• _Task_
Write out the following listing's lines from the one with "suit in this photo." to the one with "lapel in this photo.", exactly, with both included and no others.

• _Data provided_

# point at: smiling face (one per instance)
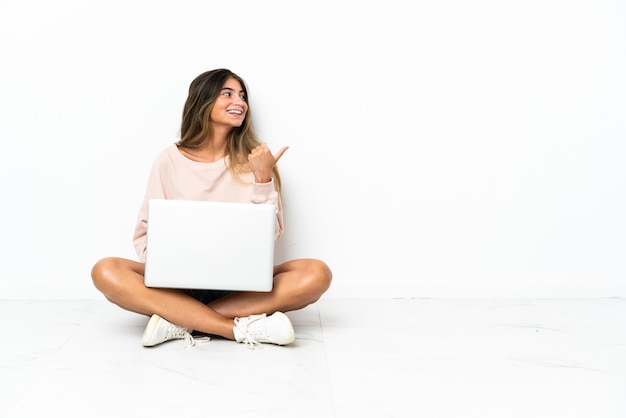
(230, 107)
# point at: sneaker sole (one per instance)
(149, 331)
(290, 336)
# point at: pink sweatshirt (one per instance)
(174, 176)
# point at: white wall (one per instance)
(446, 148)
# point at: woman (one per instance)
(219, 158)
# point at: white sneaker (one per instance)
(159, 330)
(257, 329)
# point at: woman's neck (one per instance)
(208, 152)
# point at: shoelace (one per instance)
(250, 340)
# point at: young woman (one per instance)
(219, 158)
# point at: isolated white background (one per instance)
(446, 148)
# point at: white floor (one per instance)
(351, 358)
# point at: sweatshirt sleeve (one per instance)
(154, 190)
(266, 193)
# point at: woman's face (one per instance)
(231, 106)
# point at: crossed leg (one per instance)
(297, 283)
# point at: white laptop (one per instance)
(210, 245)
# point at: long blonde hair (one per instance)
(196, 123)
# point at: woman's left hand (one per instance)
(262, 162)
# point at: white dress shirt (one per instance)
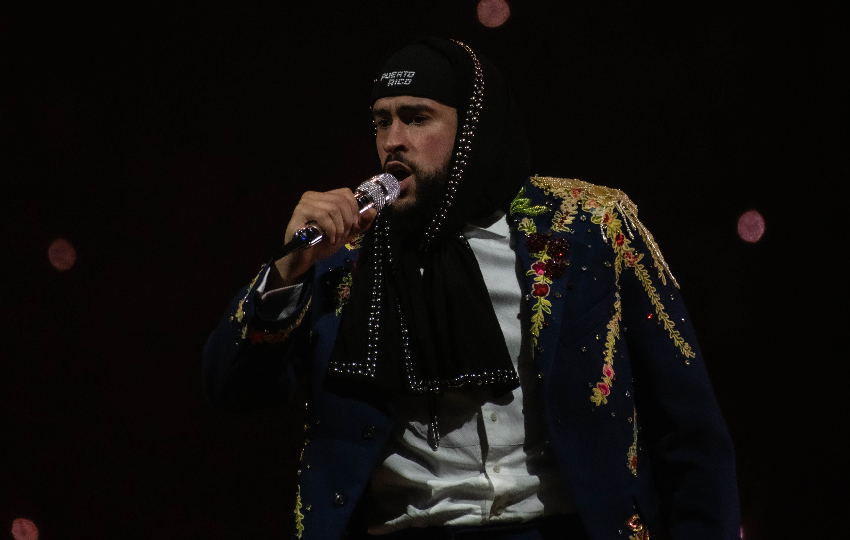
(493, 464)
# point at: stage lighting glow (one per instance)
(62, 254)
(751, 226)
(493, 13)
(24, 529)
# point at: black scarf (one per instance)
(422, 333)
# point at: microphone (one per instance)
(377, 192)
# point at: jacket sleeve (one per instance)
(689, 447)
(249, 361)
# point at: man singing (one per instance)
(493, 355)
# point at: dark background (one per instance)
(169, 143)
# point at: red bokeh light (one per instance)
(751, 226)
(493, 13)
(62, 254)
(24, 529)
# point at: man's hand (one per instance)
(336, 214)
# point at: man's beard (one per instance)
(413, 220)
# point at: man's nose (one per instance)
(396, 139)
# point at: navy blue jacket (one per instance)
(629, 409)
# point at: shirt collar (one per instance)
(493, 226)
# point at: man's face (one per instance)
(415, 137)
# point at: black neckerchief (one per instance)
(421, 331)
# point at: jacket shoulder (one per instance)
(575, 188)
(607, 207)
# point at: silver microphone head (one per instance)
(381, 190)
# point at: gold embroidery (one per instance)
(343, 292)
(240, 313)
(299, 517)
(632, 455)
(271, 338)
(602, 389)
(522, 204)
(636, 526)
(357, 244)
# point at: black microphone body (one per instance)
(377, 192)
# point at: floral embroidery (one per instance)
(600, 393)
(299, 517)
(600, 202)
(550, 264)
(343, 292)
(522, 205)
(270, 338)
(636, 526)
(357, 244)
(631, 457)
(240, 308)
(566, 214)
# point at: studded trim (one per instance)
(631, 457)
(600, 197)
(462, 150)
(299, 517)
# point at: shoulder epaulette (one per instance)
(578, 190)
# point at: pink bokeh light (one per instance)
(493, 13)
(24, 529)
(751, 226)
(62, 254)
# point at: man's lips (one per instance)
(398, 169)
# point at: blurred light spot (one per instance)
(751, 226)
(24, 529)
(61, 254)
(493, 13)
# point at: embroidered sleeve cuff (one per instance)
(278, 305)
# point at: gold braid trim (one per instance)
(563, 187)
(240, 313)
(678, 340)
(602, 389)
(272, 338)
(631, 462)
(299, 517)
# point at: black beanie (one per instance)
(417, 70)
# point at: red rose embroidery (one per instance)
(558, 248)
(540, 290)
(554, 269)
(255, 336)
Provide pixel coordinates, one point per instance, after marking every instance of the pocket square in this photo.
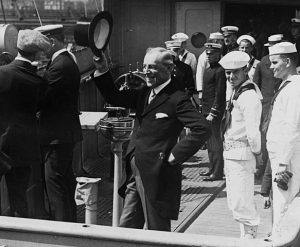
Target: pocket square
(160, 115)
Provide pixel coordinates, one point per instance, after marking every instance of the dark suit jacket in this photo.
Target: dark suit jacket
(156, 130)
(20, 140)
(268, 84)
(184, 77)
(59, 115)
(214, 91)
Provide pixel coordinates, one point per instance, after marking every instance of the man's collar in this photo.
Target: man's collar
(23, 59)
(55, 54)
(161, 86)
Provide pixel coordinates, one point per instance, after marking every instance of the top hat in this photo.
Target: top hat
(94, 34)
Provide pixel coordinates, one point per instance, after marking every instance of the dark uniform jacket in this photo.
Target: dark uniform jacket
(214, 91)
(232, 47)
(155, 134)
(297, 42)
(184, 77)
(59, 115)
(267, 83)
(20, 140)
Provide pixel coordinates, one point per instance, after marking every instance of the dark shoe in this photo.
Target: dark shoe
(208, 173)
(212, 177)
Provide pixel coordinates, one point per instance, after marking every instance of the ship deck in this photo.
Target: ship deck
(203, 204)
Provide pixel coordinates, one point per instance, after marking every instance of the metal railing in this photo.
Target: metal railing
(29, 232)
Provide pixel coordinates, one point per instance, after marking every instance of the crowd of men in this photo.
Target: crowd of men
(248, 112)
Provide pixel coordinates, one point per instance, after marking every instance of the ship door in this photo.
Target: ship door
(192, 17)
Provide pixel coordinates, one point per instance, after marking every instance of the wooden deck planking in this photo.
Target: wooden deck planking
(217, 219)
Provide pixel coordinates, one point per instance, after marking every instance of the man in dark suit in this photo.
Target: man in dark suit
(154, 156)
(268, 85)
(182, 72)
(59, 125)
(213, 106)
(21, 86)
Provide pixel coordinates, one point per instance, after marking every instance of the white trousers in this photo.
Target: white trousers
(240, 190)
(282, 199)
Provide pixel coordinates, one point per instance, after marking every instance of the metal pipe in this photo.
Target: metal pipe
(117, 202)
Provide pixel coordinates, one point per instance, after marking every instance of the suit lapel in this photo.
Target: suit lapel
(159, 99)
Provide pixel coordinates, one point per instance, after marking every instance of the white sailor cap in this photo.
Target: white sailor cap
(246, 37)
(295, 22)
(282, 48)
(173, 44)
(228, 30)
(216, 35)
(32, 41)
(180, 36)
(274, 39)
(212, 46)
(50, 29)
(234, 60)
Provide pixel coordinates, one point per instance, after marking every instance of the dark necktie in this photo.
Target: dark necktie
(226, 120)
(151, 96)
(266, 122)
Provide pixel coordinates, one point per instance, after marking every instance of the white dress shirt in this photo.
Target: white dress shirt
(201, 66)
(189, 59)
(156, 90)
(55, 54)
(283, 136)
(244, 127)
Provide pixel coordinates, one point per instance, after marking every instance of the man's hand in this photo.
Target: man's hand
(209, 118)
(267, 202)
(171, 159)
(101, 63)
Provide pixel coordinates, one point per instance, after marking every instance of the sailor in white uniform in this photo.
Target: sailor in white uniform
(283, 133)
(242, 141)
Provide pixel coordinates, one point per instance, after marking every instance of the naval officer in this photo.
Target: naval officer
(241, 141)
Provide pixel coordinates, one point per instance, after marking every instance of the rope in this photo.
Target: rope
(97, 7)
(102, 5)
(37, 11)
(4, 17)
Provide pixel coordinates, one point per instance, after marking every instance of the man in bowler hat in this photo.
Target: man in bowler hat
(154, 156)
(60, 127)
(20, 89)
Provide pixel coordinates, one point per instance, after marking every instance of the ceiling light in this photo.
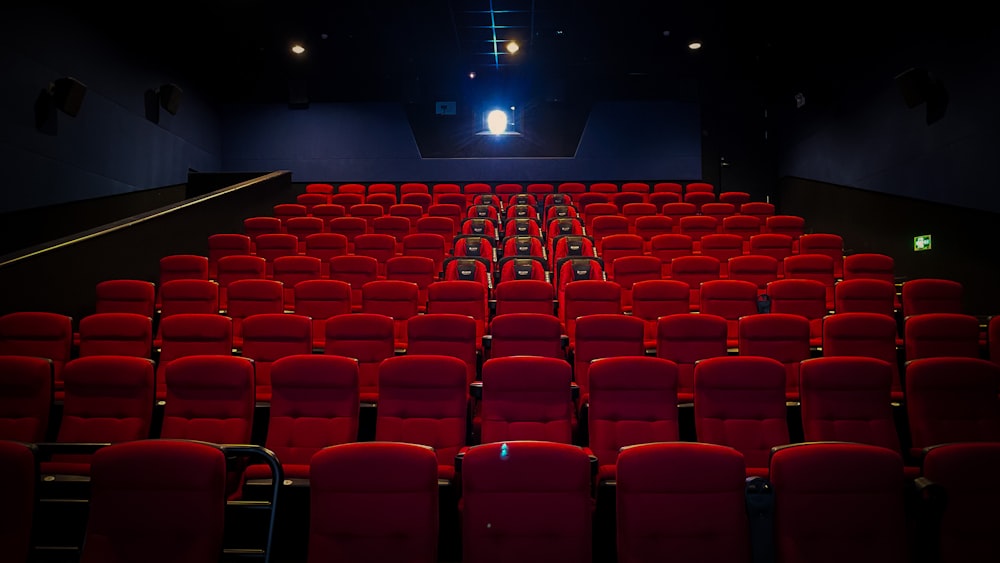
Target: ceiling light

• _Output for this task_
Provide pixel coordinates, one point per instance, after marking every instance of the man in dark suit in this photo.
Target: man in dark suit
(154, 156)
(268, 85)
(182, 72)
(59, 125)
(213, 106)
(21, 86)
Provide pixel coordinates, one point per instance, after marking every instance of the white trousers in this photo.
Target: white trousers
(240, 190)
(282, 199)
Provide pixel coordinates, one point per instance, after marking every instance of the metal pipe in this photo.
Target: metal pipe
(117, 202)
Provide pixel coordinates, one point per instance, after marking every instance of the suit lapel in this photo.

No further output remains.